Work task :: Every line holding the word "mouth" should be copied from the material.

**** Material provided ****

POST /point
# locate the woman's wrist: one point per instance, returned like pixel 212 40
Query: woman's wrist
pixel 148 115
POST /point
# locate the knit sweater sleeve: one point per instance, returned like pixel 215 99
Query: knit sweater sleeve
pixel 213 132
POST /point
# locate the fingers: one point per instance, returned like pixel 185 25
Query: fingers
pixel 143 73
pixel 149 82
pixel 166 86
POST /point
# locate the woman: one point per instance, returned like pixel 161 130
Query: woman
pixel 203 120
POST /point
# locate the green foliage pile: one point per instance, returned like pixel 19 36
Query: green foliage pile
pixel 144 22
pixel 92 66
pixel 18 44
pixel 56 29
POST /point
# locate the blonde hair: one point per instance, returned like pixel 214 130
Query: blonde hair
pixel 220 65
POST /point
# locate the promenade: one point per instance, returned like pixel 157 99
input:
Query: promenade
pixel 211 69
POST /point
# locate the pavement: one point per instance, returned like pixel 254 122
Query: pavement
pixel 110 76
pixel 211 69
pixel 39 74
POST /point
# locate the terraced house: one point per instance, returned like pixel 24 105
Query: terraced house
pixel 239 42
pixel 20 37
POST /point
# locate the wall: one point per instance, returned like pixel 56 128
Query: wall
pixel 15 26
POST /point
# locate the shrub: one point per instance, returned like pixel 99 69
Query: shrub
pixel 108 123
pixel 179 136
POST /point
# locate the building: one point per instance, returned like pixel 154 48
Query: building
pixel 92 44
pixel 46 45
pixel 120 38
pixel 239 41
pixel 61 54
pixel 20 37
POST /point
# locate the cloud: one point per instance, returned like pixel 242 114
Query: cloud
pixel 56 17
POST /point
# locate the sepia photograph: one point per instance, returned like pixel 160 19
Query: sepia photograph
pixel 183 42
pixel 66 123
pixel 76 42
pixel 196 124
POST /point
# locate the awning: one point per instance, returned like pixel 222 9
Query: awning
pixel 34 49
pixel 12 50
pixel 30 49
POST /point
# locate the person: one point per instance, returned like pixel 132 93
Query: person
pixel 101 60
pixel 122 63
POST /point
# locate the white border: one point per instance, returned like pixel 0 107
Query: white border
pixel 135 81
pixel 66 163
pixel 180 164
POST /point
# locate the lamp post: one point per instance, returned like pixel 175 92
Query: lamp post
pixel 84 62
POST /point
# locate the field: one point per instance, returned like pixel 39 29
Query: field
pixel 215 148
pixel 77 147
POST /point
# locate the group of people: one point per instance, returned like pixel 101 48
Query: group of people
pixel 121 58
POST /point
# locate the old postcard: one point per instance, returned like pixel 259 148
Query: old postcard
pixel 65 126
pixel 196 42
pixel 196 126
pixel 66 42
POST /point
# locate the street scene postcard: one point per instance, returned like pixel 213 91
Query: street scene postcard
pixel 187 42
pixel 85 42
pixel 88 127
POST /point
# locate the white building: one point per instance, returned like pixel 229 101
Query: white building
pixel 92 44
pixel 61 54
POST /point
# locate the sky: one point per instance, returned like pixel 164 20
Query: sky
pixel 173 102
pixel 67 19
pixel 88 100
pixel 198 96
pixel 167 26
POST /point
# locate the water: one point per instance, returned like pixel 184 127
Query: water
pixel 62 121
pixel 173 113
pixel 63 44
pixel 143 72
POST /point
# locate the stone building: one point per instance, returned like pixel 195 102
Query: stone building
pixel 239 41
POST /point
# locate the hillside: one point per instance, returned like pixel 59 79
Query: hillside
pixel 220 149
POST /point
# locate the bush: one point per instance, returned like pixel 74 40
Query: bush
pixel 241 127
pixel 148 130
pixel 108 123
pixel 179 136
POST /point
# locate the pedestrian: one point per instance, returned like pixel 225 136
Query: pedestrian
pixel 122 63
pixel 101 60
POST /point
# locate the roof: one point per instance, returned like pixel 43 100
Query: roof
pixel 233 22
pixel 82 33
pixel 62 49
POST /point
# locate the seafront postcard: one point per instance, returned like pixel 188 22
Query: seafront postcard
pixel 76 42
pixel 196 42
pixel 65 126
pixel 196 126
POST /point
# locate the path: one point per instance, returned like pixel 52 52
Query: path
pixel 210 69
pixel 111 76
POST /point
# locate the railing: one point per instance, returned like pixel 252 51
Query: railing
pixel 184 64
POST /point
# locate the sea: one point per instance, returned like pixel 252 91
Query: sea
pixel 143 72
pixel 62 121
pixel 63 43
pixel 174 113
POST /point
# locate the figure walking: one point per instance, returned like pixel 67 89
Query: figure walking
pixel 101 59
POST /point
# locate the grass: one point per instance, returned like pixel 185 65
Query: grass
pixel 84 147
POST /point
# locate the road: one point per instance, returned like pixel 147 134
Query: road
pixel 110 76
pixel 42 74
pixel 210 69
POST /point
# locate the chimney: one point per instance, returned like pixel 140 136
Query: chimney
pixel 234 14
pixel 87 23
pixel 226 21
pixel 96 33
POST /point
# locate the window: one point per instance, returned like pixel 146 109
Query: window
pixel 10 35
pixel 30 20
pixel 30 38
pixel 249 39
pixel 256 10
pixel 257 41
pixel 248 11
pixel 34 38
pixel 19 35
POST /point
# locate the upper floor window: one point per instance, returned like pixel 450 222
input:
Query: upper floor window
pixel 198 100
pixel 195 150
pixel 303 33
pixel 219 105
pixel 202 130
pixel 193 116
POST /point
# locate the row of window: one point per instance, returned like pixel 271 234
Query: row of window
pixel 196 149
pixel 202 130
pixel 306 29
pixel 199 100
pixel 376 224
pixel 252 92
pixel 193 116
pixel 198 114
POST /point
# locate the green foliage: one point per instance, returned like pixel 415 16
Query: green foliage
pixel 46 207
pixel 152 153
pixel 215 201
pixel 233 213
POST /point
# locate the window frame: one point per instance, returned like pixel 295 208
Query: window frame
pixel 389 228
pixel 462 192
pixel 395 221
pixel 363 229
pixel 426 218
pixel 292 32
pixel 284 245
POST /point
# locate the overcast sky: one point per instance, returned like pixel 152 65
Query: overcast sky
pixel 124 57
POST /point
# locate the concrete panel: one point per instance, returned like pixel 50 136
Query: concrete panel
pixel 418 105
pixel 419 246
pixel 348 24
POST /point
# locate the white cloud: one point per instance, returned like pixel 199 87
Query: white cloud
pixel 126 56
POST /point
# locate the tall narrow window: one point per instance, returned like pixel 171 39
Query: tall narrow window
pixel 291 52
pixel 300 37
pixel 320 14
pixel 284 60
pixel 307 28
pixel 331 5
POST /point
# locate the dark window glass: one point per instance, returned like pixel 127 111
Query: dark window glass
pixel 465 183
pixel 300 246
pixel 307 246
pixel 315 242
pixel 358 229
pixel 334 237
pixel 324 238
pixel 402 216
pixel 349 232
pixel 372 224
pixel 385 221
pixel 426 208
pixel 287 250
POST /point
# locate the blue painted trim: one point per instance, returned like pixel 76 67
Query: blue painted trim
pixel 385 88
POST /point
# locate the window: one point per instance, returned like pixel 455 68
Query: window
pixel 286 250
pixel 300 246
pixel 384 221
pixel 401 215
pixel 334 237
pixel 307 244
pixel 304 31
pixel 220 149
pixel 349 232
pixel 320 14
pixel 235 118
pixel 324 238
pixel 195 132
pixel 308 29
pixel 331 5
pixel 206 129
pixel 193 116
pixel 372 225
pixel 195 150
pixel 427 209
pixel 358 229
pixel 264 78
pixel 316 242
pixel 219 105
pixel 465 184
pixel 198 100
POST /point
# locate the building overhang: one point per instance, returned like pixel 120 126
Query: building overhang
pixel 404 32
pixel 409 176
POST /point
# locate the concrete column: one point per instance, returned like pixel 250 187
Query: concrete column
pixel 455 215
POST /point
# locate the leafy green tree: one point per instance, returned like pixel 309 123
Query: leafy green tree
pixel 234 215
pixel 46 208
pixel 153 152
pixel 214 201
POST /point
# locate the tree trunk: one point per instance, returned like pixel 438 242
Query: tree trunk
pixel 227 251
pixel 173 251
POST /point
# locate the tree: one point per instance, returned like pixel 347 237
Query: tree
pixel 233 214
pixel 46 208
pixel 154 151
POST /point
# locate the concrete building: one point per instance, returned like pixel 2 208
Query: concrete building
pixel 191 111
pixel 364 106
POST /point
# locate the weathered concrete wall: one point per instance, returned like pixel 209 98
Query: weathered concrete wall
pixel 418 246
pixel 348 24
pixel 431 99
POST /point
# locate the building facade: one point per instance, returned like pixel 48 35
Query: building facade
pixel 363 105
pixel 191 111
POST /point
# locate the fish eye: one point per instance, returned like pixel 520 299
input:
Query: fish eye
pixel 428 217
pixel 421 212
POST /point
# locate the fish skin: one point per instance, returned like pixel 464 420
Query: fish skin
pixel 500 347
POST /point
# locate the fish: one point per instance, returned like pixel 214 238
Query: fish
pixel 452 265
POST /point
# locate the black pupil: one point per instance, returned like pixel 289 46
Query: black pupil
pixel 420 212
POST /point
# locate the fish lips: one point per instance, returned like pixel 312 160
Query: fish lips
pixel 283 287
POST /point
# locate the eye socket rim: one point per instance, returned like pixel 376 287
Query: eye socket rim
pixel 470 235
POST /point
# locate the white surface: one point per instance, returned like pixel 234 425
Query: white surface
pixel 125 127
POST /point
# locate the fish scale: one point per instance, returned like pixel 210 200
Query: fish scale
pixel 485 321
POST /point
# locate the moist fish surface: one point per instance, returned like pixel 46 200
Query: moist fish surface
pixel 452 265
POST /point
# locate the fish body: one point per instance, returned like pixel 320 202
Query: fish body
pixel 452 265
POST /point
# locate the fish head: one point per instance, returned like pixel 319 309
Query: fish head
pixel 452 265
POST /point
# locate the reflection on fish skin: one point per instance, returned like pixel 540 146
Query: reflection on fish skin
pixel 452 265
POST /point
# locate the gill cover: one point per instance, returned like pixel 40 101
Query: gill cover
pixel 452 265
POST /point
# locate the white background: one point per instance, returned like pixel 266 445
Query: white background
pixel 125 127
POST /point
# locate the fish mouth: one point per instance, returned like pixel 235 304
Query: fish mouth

****

Solution for this task ::
# locate the fish mouth: one point per instance, returned like pixel 235 304
Query: fish mouth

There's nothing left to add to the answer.